(Stored data entries)
----------
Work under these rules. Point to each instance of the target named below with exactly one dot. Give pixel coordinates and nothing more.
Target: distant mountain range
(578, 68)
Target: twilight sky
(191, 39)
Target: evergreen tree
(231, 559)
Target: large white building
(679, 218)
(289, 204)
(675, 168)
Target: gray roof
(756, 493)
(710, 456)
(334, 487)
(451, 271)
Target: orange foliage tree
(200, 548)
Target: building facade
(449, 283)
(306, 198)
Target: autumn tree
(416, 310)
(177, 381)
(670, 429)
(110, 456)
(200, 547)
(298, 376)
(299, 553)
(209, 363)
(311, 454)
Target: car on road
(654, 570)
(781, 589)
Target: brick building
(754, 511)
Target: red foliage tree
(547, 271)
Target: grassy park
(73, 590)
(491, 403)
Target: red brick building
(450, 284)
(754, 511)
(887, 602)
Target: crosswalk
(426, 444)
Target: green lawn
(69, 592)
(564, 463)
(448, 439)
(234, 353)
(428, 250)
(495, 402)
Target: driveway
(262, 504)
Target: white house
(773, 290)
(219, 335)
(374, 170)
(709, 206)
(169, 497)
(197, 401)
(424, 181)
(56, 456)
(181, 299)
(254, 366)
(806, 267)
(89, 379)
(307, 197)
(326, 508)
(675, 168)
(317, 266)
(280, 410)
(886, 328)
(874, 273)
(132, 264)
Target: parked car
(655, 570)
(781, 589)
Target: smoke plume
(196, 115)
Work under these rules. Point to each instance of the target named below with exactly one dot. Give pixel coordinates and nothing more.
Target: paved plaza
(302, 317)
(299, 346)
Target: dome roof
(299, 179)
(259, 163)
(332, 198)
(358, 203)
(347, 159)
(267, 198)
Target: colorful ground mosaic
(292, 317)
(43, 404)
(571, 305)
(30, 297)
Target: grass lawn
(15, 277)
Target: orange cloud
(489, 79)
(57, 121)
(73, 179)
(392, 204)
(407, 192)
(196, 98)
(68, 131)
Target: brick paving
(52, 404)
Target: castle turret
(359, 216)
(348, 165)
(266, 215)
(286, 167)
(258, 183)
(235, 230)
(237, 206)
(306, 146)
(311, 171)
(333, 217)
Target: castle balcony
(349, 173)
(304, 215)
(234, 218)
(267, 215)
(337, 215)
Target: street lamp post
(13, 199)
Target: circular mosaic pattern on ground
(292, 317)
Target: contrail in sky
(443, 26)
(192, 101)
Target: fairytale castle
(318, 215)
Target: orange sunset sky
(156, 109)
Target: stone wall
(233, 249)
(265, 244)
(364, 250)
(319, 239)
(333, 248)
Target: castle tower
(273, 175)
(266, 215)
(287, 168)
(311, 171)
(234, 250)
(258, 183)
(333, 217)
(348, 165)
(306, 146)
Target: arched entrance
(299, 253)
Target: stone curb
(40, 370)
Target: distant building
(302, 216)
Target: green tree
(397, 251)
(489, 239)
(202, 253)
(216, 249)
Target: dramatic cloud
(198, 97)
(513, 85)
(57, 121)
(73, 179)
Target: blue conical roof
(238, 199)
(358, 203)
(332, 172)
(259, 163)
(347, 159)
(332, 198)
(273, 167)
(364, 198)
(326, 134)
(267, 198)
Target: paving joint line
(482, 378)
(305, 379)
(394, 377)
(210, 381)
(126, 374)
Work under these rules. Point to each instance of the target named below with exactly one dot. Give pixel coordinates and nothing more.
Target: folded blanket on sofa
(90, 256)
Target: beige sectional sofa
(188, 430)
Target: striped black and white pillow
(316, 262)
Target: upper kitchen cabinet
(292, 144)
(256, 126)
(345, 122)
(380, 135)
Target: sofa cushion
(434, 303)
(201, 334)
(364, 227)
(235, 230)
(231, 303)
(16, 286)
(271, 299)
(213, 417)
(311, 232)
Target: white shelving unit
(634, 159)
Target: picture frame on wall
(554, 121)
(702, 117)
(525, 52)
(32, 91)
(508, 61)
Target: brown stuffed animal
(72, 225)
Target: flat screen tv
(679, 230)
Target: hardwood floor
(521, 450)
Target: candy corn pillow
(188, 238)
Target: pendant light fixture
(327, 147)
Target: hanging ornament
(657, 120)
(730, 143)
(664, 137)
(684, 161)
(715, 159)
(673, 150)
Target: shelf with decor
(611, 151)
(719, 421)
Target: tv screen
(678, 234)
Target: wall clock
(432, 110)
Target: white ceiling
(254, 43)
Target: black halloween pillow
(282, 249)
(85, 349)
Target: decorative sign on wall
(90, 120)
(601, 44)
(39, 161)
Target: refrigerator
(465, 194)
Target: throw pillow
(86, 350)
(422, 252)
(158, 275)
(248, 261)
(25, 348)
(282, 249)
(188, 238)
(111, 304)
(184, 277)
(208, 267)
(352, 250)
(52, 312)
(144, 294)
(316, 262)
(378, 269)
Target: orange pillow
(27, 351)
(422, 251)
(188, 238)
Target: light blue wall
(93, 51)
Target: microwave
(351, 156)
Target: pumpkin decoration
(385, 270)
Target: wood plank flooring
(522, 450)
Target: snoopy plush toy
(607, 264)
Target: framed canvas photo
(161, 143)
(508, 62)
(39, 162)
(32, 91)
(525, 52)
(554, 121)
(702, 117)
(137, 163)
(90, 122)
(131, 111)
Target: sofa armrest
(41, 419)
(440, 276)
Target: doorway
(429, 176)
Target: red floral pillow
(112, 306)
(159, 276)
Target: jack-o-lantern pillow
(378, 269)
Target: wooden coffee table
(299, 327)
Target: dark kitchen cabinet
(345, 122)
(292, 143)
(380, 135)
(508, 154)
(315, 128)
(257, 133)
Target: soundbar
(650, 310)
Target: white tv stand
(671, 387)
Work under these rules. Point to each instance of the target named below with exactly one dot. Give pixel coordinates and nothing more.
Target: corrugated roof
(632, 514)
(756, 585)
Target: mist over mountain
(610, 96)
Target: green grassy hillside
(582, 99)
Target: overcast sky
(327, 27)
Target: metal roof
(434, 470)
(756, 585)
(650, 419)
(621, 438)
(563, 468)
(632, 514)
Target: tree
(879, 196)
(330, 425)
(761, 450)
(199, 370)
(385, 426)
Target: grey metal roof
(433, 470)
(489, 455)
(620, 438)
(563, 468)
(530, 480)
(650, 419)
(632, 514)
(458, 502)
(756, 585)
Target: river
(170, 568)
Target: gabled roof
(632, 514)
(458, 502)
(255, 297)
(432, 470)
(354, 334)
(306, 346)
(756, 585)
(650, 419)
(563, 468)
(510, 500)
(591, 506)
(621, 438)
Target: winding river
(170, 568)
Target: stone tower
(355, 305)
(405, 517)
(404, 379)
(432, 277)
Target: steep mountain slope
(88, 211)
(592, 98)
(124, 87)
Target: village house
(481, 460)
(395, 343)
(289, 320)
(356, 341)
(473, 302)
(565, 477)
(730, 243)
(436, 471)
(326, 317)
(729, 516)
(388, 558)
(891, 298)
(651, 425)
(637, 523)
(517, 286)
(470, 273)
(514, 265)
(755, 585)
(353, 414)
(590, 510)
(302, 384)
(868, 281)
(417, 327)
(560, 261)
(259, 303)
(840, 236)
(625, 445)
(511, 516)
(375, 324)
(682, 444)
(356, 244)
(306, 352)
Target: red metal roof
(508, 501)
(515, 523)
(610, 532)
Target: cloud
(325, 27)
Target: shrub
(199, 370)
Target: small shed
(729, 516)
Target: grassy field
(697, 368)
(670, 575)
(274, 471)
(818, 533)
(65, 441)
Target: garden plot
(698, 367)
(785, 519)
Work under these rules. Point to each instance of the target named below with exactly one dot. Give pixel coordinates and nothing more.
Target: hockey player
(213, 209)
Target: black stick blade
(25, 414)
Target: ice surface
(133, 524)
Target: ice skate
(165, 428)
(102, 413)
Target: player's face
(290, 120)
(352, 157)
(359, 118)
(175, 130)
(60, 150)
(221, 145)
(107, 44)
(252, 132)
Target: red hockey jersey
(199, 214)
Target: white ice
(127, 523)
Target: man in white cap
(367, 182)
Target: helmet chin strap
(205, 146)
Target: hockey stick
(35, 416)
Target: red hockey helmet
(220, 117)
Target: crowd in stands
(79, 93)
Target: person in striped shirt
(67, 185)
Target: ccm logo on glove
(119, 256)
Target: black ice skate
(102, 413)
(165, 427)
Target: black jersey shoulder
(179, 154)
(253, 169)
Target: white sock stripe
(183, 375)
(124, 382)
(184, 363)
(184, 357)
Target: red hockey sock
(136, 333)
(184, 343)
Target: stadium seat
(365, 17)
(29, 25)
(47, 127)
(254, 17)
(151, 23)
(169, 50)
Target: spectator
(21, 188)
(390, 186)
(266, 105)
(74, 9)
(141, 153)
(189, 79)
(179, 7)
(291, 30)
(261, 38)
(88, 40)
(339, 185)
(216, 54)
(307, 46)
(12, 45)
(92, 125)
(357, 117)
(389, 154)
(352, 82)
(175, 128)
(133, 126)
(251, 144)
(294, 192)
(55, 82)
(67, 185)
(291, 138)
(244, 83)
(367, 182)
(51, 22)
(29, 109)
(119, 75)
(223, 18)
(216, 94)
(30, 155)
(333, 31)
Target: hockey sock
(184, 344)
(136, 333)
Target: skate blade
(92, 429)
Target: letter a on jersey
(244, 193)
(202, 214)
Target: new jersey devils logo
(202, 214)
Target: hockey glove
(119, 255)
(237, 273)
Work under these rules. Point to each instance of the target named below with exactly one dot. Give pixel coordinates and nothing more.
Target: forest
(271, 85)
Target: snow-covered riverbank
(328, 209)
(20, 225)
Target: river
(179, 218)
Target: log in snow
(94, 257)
----------
--- Short exercise ---
Every line from the one holding "Target: red metal roof" through the final line of the listing must be echoed exactly; leave out all other lines.

--- Correct result ---
Target: red metal roof
(508, 501)
(515, 523)
(610, 532)
Target: cloud
(325, 27)
Target: shrub
(199, 370)
Target: small shed
(729, 516)
Target: grassy field
(697, 368)
(670, 575)
(274, 471)
(818, 533)
(65, 441)
Target: garden plot
(698, 367)
(785, 519)
Work under these rules. Point to each instance of the target named below with exactly one dot. Give pixel coordinates and nothing more.
Target: hockey player
(213, 209)
Target: black stick blade
(25, 414)
Target: ice surface
(133, 524)
Target: ice skate
(165, 428)
(102, 413)
Target: player's face
(290, 120)
(352, 157)
(359, 118)
(175, 130)
(60, 150)
(221, 145)
(107, 44)
(252, 132)
Target: red hockey jersey
(199, 214)
Target: white ice
(127, 523)
Target: man in white cap
(367, 182)
Target: helmet chin strap
(205, 146)
Target: hockey stick
(35, 416)
Target: red hockey helmet
(220, 117)
Target: crowd in stands
(79, 93)
Target: person in striped shirt
(67, 185)
Target: ccm logo on glove
(119, 256)
Target: black ice skate
(102, 413)
(165, 427)
Target: black jersey shoulder
(179, 154)
(253, 169)
Target: white sock stripe
(183, 375)
(124, 382)
(184, 363)
(184, 357)
Target: red hockey sock
(136, 333)
(184, 343)
Target: stadium seat
(365, 17)
(29, 25)
(47, 127)
(254, 17)
(151, 23)
(169, 50)
Target: spectator
(21, 188)
(390, 186)
(266, 105)
(74, 9)
(141, 153)
(189, 79)
(179, 7)
(291, 30)
(261, 38)
(88, 40)
(339, 185)
(216, 54)
(307, 46)
(12, 45)
(92, 125)
(357, 117)
(389, 154)
(352, 82)
(175, 128)
(133, 126)
(251, 144)
(294, 192)
(55, 82)
(67, 185)
(291, 138)
(244, 83)
(367, 182)
(51, 22)
(29, 109)
(119, 75)
(223, 18)
(216, 94)
(30, 155)
(333, 31)
Target: hockey sock
(184, 344)
(136, 333)
Target: skate blade
(92, 429)
Target: letter a on jersey
(244, 193)
(202, 214)
Target: new jersey devils logo
(202, 214)
Target: hockey glove
(119, 255)
(237, 273)
Work under these rules. Point to each instance of the target named below with exactly one dot. Give pixel coordinates and nothing more.
Target: forest
(271, 85)
Target: snow-covered riverbank
(328, 209)
(20, 225)
Target: river
(179, 218)
Target: log in snow
(94, 257)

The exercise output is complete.